> _EXCERPT_
Signed-off-by: Wenbin Chen <wenbin.chen@intel.com>
---
libavfilter/dnn/dnn_backend_openvino.c | 80 ++++++++++++++------------
libavfilter/dnn/dnn_backend_tf.c | 32 +++++++----
libavfilter/dnn/dnn_io_proc.c | 30 +++++++---
libavfilter/dnn_interface.h | 17 +++++-
libavfilter/vf_dnn_classify.c | 6 +-
libavfilter/vf_dnn_detect.c | 50 ++++++++--------
libavfilter/vf_dnn_processing.c | 21 ++++---
7 files changed, 146 insertions(+), 90 deletions(-)
diff --git a/libavfilter/dnn/dnn_backend_openvino.c b/libavfilter/dnn/dnn_backend_openvino.c
index 590ddd586c..73b42c32b1 100644
--- a/libavfilter/dnn/dnn_backend_openvino.c
+++ b/libavfilter/dnn/dnn_backend_openvino.c
@@ -253,9 +253,9 @@ static int fill_model_input_ov(OVModel *ov_model, OVRequestItem *request)
ov_shape_free(&input_shape);
return ov2_map_error(status, NULL);
}
- input.height = dims[1];
- input.width = dims[2];
- input.channels = dims[3];
+ for (int i = 0; i < input_shape.rank; i++)
+ input.dims[i] = dims[i];
+ input.layout = DL_NHWC;
input.dt = precision_to_datatype(precision);
#else
status = ie_infer_request_get_blob(request->infer_request, task->input_name, &input_blob);
@@ -278,9 +278,9 @@ static int fill_model_input_ov(OVModel *ov_model, OVRequestItem *request)
av_log(ctx, AV_LOG_ERROR, "Failed to get input blob buffer\n");
return DNN_GENERIC_ERROR;
}
- input.height = dims.dims[2];
- input.width = dims.dims[3];
- input.channels = dims.dims[1];
+ for (int i = 0; i < input_shape.rank; i++)
+ input.dims[i] = dims[i];
+ input.layout = DL_NCHW;
input.data = blob_buffer.buffer;
input.dt = precision_to_datatype(precision);
#endif
@@ -339,8 +339,8 @@ static int fill_model_input_ov(OVModel *ov_model, OVRequestItem *request)
av_assert0(!"should not reach here");
break;
}
- input.data = (uint8_t *)input.data
- + input.width * input.height * input.channels * get_datatype_size(input.dt);
+ input.data = (uint8_t *)input.data +
+ input.dims[1] * input.dims[2] * input.dims[3] * get_datatype_size(input.dt);
}
#if HAVE_OPENVINO2
ov_tensor_free(tensor);
@@ -403,10 +403,11 @@ static void infer_completion_callback(void *args)

> _PROVIDED DATA_
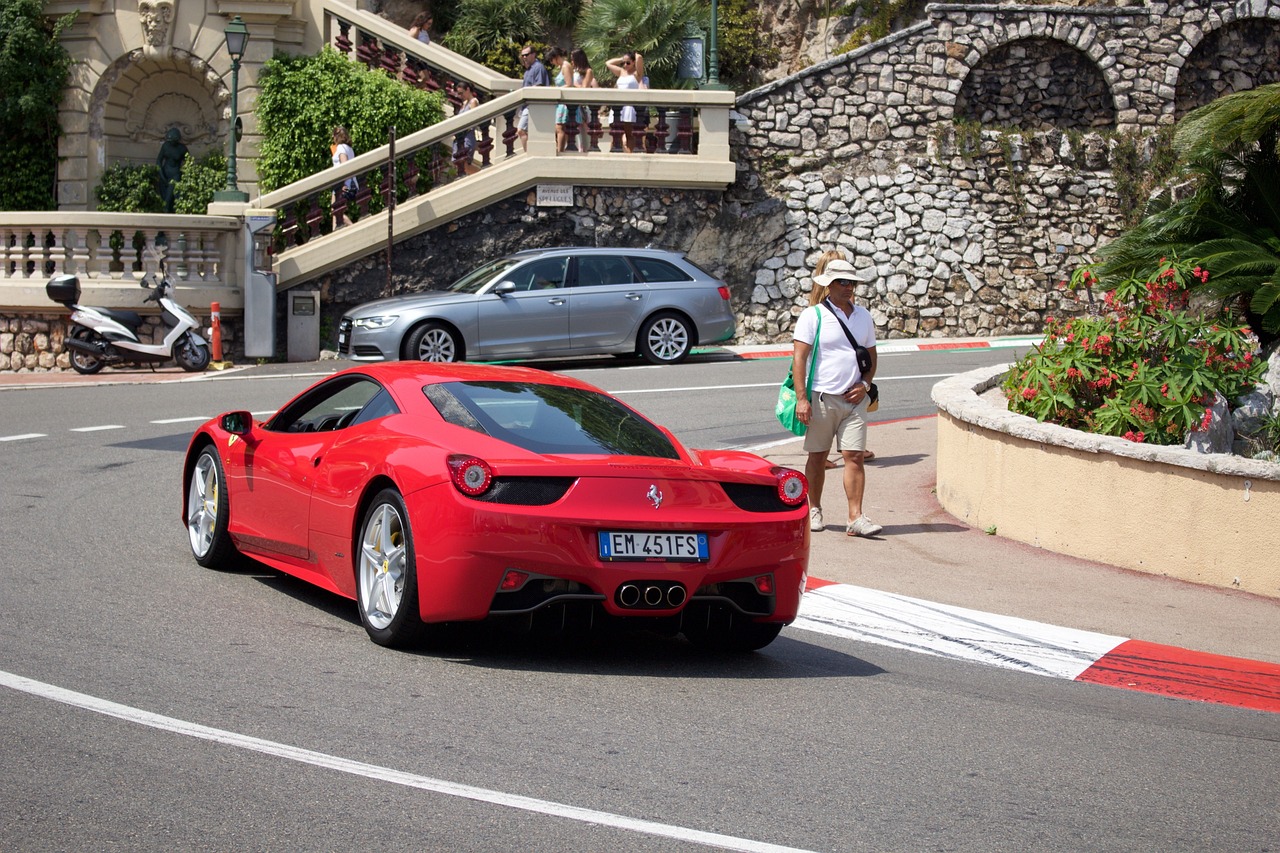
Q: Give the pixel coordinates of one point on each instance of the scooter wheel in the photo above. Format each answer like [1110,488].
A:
[190,355]
[83,363]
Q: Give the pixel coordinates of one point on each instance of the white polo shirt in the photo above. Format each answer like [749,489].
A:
[837,363]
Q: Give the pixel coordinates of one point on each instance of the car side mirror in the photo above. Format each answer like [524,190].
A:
[238,423]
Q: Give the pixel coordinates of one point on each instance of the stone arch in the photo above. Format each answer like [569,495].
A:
[1233,58]
[1037,83]
[138,97]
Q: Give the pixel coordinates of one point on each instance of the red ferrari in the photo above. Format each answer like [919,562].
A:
[452,492]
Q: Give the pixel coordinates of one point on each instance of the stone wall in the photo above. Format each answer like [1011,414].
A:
[972,237]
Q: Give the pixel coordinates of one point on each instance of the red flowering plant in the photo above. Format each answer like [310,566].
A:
[1143,364]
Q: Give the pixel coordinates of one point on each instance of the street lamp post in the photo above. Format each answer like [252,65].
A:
[237,37]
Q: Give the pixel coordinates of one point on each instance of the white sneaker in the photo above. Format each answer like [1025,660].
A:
[863,527]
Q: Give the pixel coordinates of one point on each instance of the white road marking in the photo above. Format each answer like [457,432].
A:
[955,633]
[383,774]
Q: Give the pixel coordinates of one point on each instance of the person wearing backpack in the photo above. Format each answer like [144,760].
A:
[839,391]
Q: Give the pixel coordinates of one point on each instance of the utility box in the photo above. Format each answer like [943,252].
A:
[304,325]
[259,283]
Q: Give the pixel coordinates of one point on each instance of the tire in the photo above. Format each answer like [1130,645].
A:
[666,338]
[385,574]
[722,632]
[433,342]
[209,511]
[82,363]
[191,354]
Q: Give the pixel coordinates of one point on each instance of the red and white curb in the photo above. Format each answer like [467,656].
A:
[956,633]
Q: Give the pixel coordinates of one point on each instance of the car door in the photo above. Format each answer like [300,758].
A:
[608,301]
[530,318]
[275,469]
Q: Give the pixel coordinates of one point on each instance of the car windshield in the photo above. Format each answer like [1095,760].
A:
[549,419]
[478,278]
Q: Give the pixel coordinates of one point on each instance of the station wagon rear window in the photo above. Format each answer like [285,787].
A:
[549,419]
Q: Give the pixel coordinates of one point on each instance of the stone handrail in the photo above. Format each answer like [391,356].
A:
[36,246]
[693,153]
[376,42]
[1205,518]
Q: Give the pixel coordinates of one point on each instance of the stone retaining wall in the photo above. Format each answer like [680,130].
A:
[1205,518]
[862,150]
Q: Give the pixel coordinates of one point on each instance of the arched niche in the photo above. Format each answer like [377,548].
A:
[1037,85]
[138,99]
[1235,58]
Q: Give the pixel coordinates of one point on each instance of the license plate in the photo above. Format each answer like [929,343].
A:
[662,547]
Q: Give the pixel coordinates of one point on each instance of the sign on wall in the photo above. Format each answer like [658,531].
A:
[554,195]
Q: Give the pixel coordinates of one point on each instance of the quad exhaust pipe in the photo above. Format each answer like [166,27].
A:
[652,594]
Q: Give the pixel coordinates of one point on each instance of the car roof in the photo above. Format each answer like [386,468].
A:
[406,378]
[595,250]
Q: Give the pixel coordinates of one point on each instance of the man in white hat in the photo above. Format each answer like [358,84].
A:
[837,400]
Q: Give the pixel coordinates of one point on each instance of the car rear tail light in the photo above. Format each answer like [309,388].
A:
[512,580]
[470,475]
[792,487]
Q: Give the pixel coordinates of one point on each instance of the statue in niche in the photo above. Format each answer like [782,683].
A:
[172,155]
[156,17]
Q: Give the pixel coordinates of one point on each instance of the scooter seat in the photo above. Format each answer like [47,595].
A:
[128,319]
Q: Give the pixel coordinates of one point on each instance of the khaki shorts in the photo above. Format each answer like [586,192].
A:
[835,418]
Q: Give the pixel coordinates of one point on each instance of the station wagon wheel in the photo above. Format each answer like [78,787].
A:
[433,342]
[666,338]
[387,579]
[209,511]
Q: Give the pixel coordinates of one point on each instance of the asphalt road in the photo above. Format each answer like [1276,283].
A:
[147,703]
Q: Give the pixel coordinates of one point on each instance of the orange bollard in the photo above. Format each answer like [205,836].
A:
[216,329]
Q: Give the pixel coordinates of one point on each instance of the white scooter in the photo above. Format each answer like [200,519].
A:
[104,337]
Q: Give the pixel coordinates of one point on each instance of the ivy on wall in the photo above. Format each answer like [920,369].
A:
[304,97]
[33,68]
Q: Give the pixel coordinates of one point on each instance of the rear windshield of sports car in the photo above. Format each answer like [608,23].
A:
[549,419]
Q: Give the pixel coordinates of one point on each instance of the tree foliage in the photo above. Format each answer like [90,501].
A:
[1230,222]
[136,188]
[654,28]
[493,31]
[304,97]
[33,69]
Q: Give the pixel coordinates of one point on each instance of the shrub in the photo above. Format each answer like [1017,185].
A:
[304,97]
[1143,365]
[199,182]
[129,188]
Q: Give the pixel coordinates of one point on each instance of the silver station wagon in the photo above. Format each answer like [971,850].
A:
[549,302]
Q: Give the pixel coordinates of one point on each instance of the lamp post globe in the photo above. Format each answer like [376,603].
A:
[237,39]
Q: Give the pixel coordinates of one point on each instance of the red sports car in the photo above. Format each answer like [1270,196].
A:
[451,492]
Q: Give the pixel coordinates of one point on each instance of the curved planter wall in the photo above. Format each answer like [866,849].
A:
[1205,518]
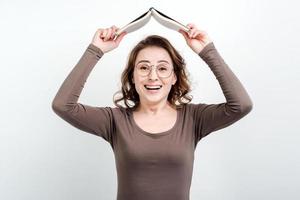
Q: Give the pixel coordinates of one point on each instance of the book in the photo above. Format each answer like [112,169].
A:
[158,16]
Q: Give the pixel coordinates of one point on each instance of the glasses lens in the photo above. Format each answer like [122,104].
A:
[162,70]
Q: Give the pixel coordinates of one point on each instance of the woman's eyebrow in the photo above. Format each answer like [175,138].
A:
[149,61]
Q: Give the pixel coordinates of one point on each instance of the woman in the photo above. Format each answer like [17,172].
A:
[154,139]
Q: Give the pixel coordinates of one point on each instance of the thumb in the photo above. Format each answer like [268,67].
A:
[120,37]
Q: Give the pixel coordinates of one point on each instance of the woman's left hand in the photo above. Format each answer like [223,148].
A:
[195,38]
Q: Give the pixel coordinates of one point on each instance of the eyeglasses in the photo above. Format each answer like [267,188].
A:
[162,70]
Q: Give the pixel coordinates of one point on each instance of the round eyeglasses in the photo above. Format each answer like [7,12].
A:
[162,70]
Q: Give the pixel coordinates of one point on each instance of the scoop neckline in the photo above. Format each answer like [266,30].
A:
[137,127]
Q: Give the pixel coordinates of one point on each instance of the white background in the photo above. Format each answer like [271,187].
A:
[43,157]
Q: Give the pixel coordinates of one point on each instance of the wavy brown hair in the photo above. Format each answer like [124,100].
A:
[179,91]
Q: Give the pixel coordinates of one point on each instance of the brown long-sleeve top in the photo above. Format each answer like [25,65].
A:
[152,166]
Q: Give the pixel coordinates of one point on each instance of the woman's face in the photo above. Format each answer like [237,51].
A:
[161,60]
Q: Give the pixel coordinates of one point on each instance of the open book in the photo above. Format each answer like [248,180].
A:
[144,19]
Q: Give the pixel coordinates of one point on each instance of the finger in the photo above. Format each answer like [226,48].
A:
[185,35]
[103,34]
[196,33]
[108,34]
[120,37]
[191,25]
[114,28]
[191,32]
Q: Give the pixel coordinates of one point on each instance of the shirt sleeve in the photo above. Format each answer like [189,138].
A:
[212,117]
[95,120]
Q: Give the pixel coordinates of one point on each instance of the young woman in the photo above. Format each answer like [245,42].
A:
[155,137]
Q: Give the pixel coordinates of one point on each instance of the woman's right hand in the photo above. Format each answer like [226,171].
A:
[104,38]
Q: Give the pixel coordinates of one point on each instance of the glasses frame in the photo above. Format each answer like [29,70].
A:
[155,71]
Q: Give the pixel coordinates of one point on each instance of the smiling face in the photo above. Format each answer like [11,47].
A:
[158,57]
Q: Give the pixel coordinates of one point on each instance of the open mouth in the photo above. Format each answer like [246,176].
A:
[156,87]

> _EXERCISE BRIEF_
Name every file path listed in the change summary at the top of the patch excerpt.

> _COMPLETED EXERCISE_
- libavfilter/dnn/dnn_backend_openvino.c
- libavfilter/dnn/dnn_backend_tf.c
- libavfilter/dnn/dnn_io_proc.c
- libavfilter/dnn_interface.h
- libavfilter/vf_dnn_classify.c
- libavfilter/vf_dnn_detect.c
- libavfilter/vf_dnn_processing.c